Problem description: Write every record out again exactly as given.

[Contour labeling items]
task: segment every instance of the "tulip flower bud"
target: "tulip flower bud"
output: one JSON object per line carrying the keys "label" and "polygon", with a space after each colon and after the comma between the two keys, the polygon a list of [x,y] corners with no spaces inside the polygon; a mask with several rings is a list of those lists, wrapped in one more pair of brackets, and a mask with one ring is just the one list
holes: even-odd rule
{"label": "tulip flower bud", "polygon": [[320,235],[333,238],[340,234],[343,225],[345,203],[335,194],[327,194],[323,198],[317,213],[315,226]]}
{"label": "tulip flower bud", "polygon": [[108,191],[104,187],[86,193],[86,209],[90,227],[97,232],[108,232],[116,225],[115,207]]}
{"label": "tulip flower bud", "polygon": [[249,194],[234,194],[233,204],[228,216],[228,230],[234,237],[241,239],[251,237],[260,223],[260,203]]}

The result:
task: segment every instance of the "tulip flower bud"
target: "tulip flower bud"
output: one JSON object per line carrying the keys "label" and "polygon", with a space after each colon and after the comma between the two keys, the polygon a list of [x,y] corners with no spaces inside the polygon; a mask with several rings is a list of those lists, wrapped in one more pair of brackets, and a mask with one ring is just the one list
holes: even-odd rule
{"label": "tulip flower bud", "polygon": [[320,235],[333,238],[340,234],[343,225],[345,203],[335,194],[327,194],[323,198],[317,213],[315,226]]}
{"label": "tulip flower bud", "polygon": [[108,191],[104,187],[86,193],[86,209],[90,227],[97,232],[108,232],[116,225],[115,207]]}
{"label": "tulip flower bud", "polygon": [[249,194],[234,194],[233,204],[228,216],[228,230],[234,237],[241,239],[251,237],[260,223],[260,203]]}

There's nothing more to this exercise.